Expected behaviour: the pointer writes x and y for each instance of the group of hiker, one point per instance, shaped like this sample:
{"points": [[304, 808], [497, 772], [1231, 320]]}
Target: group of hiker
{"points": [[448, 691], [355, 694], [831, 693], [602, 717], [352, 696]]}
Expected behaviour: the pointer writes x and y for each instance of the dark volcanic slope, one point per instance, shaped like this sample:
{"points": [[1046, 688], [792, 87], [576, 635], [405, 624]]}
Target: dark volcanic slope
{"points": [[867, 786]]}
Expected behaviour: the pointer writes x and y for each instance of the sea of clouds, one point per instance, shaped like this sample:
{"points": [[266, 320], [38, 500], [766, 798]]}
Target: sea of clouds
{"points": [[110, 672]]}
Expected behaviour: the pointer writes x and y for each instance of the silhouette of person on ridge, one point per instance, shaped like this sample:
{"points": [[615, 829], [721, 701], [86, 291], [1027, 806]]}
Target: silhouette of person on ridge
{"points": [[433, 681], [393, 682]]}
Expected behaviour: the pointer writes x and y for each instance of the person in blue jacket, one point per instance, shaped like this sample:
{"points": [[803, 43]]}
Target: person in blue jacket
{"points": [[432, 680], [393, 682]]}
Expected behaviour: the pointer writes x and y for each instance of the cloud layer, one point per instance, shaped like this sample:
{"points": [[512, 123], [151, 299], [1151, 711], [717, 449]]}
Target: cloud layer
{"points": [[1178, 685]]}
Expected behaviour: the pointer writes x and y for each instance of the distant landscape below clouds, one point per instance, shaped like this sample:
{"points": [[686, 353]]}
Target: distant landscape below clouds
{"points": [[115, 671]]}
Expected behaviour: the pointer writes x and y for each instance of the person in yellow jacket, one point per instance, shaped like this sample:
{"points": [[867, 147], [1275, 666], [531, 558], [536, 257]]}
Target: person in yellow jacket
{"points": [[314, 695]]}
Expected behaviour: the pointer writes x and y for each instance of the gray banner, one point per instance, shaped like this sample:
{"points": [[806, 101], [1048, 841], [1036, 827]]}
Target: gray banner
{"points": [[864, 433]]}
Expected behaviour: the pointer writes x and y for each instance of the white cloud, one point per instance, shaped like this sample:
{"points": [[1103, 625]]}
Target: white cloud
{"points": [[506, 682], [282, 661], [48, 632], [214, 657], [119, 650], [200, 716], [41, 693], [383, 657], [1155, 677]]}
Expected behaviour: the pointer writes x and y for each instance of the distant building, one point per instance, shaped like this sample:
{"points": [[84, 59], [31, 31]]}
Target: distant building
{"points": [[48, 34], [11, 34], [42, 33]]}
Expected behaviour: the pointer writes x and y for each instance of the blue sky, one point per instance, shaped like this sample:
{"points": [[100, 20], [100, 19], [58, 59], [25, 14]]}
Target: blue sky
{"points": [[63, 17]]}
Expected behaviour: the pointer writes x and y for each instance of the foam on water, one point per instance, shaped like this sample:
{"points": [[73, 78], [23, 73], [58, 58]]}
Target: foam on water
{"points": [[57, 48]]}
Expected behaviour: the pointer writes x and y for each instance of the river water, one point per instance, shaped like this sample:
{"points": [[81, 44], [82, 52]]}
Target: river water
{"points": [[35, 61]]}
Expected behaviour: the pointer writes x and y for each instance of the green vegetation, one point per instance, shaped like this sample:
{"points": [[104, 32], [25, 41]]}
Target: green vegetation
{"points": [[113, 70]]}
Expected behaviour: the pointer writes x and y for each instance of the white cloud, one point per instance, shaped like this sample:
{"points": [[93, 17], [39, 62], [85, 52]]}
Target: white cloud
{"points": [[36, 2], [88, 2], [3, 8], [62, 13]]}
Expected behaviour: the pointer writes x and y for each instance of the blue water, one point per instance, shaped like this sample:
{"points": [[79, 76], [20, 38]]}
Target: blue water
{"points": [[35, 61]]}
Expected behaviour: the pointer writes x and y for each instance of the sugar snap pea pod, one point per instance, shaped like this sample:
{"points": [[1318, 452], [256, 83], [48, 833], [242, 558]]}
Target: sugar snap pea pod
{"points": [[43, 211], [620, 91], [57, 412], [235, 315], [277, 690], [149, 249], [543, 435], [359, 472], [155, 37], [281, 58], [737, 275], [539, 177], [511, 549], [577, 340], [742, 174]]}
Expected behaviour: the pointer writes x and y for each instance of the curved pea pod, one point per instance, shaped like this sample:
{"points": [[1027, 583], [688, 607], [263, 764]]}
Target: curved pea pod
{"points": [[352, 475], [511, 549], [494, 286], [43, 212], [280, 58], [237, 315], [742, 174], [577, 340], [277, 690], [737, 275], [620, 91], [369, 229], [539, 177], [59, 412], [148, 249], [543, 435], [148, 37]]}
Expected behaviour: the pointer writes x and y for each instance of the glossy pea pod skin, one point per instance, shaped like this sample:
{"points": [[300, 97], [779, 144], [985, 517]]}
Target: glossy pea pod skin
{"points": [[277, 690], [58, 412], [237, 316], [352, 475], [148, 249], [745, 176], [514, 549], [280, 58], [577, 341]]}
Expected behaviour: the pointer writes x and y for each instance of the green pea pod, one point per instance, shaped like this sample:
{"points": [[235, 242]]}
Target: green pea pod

TASK ITEM: Only an exact retyping of the full data will do.

THE COMPLETED TASK:
Expected behaviour: the pointer writes x and y for each instance of the group of hiker, one point per instance, shaped like this sample:
{"points": [[304, 808], [497, 772], [1231, 320]]}
Target: group of hiker
{"points": [[448, 691], [355, 694], [831, 693], [602, 717], [352, 696]]}
Expected behaviour: the pointer writes x and y for each instance of the dark volcanic slope, one point per instance, shaped like this sample:
{"points": [[1046, 688], [792, 87], [576, 635], [405, 624]]}
Target: dark volcanic slope
{"points": [[867, 786]]}
Expected behaviour: the pointer writes x and y for each instance of the sea of clouds, one point per instance, shaped like this sample:
{"points": [[266, 320], [38, 500], [766, 798]]}
Target: sea of clouds
{"points": [[110, 672]]}
Expected behaviour: the pointer writes x and y for each instance of the silhouette of person on ridge, one point per instance, shaped like this sample:
{"points": [[615, 829], [721, 701], [86, 291], [1027, 806]]}
Target: silhouette of person on ridge
{"points": [[433, 681], [393, 682]]}
Expected behaviour: the pointer writes x and y for each instance of the person in blue jacket, one point per instance, shaped like this sample:
{"points": [[803, 43]]}
Target: person in blue jacket
{"points": [[432, 680], [393, 682]]}
Expected behaviour: the pointer writes x and y for each instance of the cloud layer, one point per instance, shaped like this sample:
{"points": [[512, 123], [151, 299], [1151, 711], [717, 449]]}
Target: cloud layer
{"points": [[1178, 685]]}
Expected behaviour: the pointer writes x and y for each instance of the distant landscape below clouds, one point per instance, shaped like this sample:
{"points": [[686, 353]]}
Target: distant landscape below clouds
{"points": [[115, 671]]}
Expected behaviour: the pointer writes x and y for each instance of the person in yellow jacket, one point per instance, shaped like this sample:
{"points": [[867, 147], [1275, 666], [531, 558], [536, 257]]}
Target: person in yellow jacket
{"points": [[314, 695]]}
Expected behaviour: the pointer writes x and y for each instance of the gray banner, one point per instance, shaped like this sample:
{"points": [[806, 101], [1048, 841], [1036, 827]]}
Target: gray banner
{"points": [[864, 433]]}
Expected behaviour: the pointer writes x and y for each instance of the white cloud, one point per instance, shaped like this sample:
{"points": [[1103, 625]]}
Target: white cloud
{"points": [[506, 682], [282, 661], [48, 632], [214, 657], [119, 650], [200, 716], [41, 693], [383, 657], [1155, 677]]}
Expected behaviour: the pointer writes x and y for each instance of the distant building, one point per instance, shaped like this sample:
{"points": [[84, 59], [31, 31]]}
Target: distant building
{"points": [[48, 34], [11, 34], [42, 33]]}
Expected behaviour: the pointer writes x and y for each instance of the blue sky, one point per instance, shaped like this sample:
{"points": [[100, 20], [100, 19], [58, 59], [25, 14]]}
Target: blue sky
{"points": [[63, 17]]}
Expected behaviour: the pointer writes x and y for each instance of the foam on water, one point per instance, shaped like this sample:
{"points": [[73, 78], [23, 73], [58, 58]]}
Target: foam on water
{"points": [[57, 48]]}
Expected behaviour: the pointer writes x and y for each instance of the river water, one point per instance, shaped like this sample:
{"points": [[81, 44], [82, 52]]}
Target: river water
{"points": [[35, 61]]}
Expected behaviour: the pointer writes x and y for each instance of the green vegetation, one point per instance, shaped like this sample:
{"points": [[104, 32], [25, 41]]}
Target: green vegetation
{"points": [[113, 70]]}
Expected behaviour: the pointer writes x and y for each instance of the white cloud, one point per instance, shaped like this sample:
{"points": [[93, 17], [39, 62], [85, 52]]}
Target: white cloud
{"points": [[36, 2], [88, 2], [3, 8], [62, 13]]}
Expected behaviour: the pointer writes x and y for each instance of the blue water, one point per instance, shaped like this sample:
{"points": [[79, 76], [20, 38]]}
Target: blue water
{"points": [[35, 61]]}
Expected behaviour: the pointer writes x and y for each instance of the sugar snap pea pod, one point per instance, shaped like this sample:
{"points": [[1318, 452], [256, 83], [48, 833], [242, 558]]}
Target: sugar snap pea pod
{"points": [[43, 211], [620, 91], [57, 412], [235, 315], [277, 690], [149, 249], [543, 435], [359, 472], [155, 37], [281, 58], [737, 275], [539, 177], [511, 549], [577, 340], [742, 174]]}
Expected behaviour: the pointer writes x and y for each instance of the curved pea pod, one point per instance, shaped like this sample:
{"points": [[1027, 583], [688, 607], [263, 764]]}
Target: curved pea pod
{"points": [[352, 475], [511, 549], [494, 286], [43, 212], [280, 58], [237, 315], [742, 174], [577, 340], [277, 690], [737, 275], [620, 91], [369, 229], [539, 177], [59, 412], [148, 249], [543, 435], [148, 37]]}
Expected behaviour: the pointer writes x and y for each instance of the glossy pea pod skin, one point per instance, shaped like this sample:
{"points": [[300, 97], [779, 144], [985, 517]]}
Target: glossy pea pod skin
{"points": [[277, 690], [58, 412], [237, 316], [352, 475], [148, 249], [745, 176], [514, 549], [280, 58], [577, 341]]}
Expected behaviour: the pointer writes x and y for each instance of the green pea pod, one point per instance, shaped like this sample:
{"points": [[235, 242]]}
Target: green pea pod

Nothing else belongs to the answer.